#### [Directions for this task]
Repeat exactly, and only, the lines below starting at the line that contains "Target: white tassel fringe" and ending at the line that contains "point: one pixel per instance, each like <point>204,508</point>.", inclusive of both.

#### [Given records]
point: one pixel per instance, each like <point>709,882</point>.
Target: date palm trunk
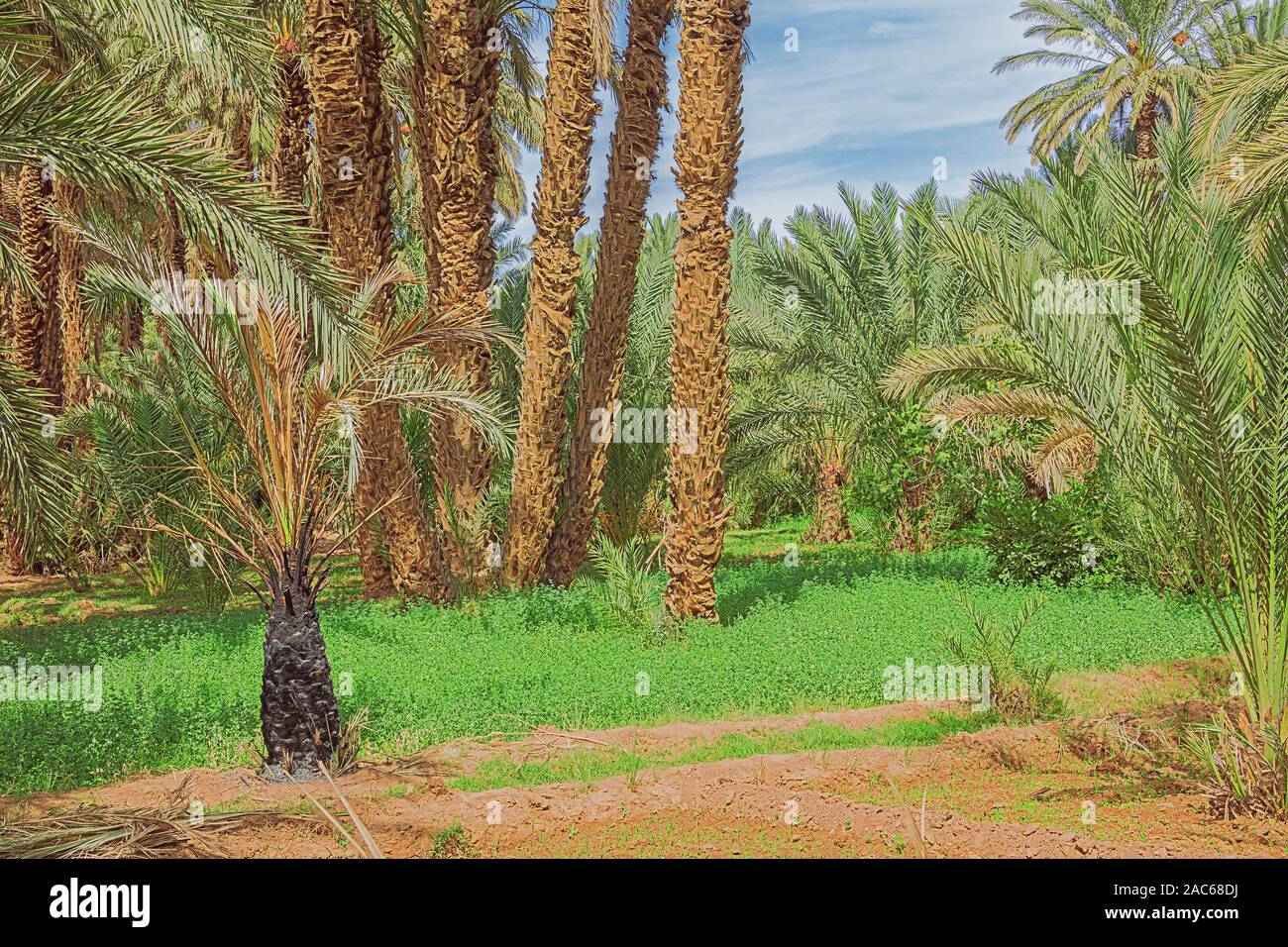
<point>706,158</point>
<point>11,214</point>
<point>356,169</point>
<point>299,716</point>
<point>1146,147</point>
<point>562,187</point>
<point>71,273</point>
<point>292,137</point>
<point>829,523</point>
<point>456,155</point>
<point>630,174</point>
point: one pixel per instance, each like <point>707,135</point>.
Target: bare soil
<point>1107,784</point>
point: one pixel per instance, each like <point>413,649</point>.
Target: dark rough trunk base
<point>297,709</point>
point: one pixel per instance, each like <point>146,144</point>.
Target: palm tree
<point>34,505</point>
<point>356,169</point>
<point>630,172</point>
<point>34,322</point>
<point>1132,56</point>
<point>291,158</point>
<point>456,76</point>
<point>1183,385</point>
<point>562,187</point>
<point>818,320</point>
<point>299,425</point>
<point>1250,159</point>
<point>706,158</point>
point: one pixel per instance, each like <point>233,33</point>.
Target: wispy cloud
<point>862,90</point>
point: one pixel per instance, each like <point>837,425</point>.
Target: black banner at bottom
<point>334,895</point>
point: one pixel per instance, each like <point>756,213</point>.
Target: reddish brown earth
<point>1005,791</point>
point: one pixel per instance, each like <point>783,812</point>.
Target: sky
<point>877,90</point>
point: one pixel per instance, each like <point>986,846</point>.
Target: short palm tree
<point>1131,59</point>
<point>300,424</point>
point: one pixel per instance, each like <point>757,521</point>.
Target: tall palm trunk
<point>299,716</point>
<point>634,149</point>
<point>356,169</point>
<point>571,110</point>
<point>11,214</point>
<point>71,273</point>
<point>292,137</point>
<point>37,331</point>
<point>456,154</point>
<point>706,158</point>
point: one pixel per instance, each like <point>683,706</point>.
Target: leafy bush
<point>1033,540</point>
<point>1020,688</point>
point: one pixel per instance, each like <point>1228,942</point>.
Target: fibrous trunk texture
<point>37,331</point>
<point>356,169</point>
<point>299,716</point>
<point>911,523</point>
<point>829,523</point>
<point>570,121</point>
<point>71,273</point>
<point>1146,150</point>
<point>292,137</point>
<point>458,169</point>
<point>12,217</point>
<point>630,174</point>
<point>706,158</point>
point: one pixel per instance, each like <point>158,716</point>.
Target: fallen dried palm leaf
<point>93,831</point>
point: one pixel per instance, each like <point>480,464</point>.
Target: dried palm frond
<point>95,831</point>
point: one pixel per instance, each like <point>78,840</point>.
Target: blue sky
<point>877,90</point>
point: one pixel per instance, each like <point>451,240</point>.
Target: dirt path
<point>1078,788</point>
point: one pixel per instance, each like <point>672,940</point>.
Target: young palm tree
<point>291,158</point>
<point>562,187</point>
<point>706,158</point>
<point>1132,56</point>
<point>630,174</point>
<point>356,167</point>
<point>35,313</point>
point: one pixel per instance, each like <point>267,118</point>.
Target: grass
<point>183,689</point>
<point>589,766</point>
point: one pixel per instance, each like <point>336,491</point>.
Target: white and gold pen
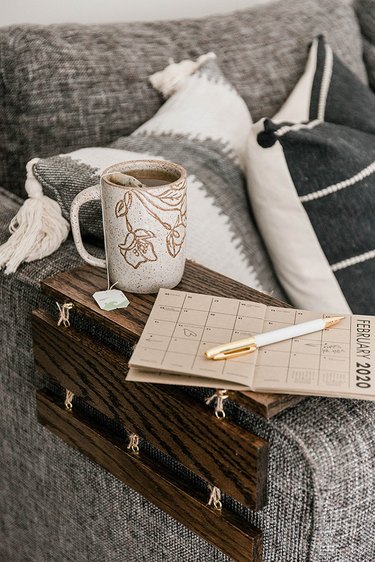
<point>248,345</point>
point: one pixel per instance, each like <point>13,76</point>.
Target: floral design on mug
<point>137,247</point>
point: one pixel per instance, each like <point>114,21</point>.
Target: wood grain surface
<point>225,530</point>
<point>222,453</point>
<point>78,285</point>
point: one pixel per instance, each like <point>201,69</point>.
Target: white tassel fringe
<point>37,230</point>
<point>170,80</point>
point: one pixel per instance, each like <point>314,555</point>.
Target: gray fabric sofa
<point>55,504</point>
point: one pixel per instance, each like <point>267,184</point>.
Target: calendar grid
<point>182,326</point>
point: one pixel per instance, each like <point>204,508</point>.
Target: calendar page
<point>333,362</point>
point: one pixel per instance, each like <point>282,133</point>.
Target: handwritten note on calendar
<point>338,361</point>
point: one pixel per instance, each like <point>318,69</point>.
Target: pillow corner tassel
<point>37,230</point>
<point>169,80</point>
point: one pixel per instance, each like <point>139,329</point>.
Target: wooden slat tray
<point>78,285</point>
<point>222,453</point>
<point>226,531</point>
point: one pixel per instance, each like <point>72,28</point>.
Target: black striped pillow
<point>311,179</point>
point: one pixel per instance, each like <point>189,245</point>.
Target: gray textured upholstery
<point>67,86</point>
<point>366,16</point>
<point>56,505</point>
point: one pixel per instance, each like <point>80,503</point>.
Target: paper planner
<point>334,362</point>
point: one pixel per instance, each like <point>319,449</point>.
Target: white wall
<point>92,11</point>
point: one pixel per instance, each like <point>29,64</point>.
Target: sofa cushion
<point>203,126</point>
<point>57,505</point>
<point>311,178</point>
<point>63,87</point>
<point>366,15</point>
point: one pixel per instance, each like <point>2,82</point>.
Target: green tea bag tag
<point>111,299</point>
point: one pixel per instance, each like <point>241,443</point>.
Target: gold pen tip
<point>334,320</point>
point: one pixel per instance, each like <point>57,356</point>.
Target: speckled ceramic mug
<point>144,224</point>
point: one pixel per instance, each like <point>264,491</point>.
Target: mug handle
<point>92,193</point>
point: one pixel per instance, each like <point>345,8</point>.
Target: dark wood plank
<point>226,531</point>
<point>224,454</point>
<point>78,285</point>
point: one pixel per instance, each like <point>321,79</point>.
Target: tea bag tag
<point>111,299</point>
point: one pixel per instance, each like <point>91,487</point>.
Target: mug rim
<point>141,164</point>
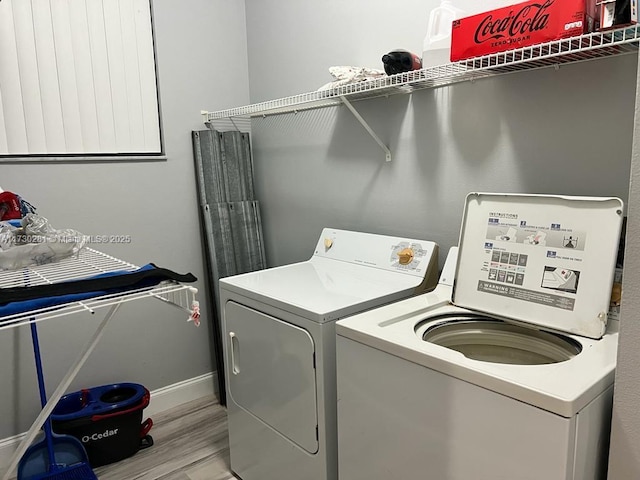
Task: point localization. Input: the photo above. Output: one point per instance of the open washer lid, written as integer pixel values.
(540, 259)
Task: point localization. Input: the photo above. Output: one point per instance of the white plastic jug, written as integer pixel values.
(437, 43)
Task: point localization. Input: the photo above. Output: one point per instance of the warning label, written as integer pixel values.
(525, 295)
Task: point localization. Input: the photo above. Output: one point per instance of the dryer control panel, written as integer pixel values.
(405, 255)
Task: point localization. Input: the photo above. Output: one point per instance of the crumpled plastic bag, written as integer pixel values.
(345, 75)
(36, 242)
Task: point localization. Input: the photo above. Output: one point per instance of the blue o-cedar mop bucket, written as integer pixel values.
(107, 420)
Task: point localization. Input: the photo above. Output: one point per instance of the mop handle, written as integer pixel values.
(48, 434)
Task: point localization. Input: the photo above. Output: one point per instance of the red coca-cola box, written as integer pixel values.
(521, 25)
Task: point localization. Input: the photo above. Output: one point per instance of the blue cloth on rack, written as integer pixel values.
(23, 306)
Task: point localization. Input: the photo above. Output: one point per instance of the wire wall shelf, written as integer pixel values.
(570, 50)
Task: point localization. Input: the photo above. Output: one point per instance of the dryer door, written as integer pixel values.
(272, 374)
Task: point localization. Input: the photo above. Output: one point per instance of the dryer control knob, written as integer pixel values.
(405, 256)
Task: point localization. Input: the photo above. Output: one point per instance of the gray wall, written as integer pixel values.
(624, 459)
(568, 131)
(202, 63)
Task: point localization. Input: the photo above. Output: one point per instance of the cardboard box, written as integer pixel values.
(521, 25)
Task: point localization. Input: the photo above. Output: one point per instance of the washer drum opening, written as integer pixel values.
(490, 340)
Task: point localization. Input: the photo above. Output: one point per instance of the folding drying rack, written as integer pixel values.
(88, 263)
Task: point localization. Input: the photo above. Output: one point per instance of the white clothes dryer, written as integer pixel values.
(279, 347)
(499, 373)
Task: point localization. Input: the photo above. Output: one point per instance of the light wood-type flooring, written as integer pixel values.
(190, 443)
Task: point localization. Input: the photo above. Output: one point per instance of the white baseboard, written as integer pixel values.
(161, 399)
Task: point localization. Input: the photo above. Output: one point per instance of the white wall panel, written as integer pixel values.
(78, 78)
(144, 44)
(10, 83)
(48, 75)
(28, 74)
(81, 44)
(66, 77)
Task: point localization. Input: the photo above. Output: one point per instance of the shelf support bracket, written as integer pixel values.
(366, 126)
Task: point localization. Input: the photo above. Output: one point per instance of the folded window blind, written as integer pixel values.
(77, 77)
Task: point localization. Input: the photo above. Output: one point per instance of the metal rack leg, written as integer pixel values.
(62, 388)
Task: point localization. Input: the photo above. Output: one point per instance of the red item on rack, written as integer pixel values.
(9, 206)
(521, 25)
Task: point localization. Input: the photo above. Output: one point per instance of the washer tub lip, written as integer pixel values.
(464, 332)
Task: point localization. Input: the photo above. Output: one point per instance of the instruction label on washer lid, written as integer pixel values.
(545, 260)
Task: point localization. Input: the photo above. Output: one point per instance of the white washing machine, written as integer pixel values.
(279, 346)
(499, 373)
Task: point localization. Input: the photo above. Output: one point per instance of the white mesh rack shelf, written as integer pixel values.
(88, 263)
(569, 50)
(551, 54)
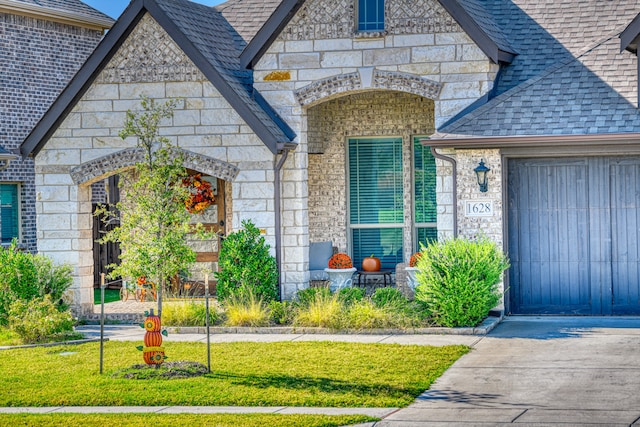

#### [Task answer]
Target: white tassel fringe
<point>37,230</point>
<point>170,80</point>
point: one pixel per instance, each like <point>314,555</point>.
Target: gray fabric sofa
<point>55,504</point>
point: one pixel per instance, each like <point>267,184</point>.
Target: calendar grid
<point>182,326</point>
point: one pixel per instance, each like <point>204,508</point>.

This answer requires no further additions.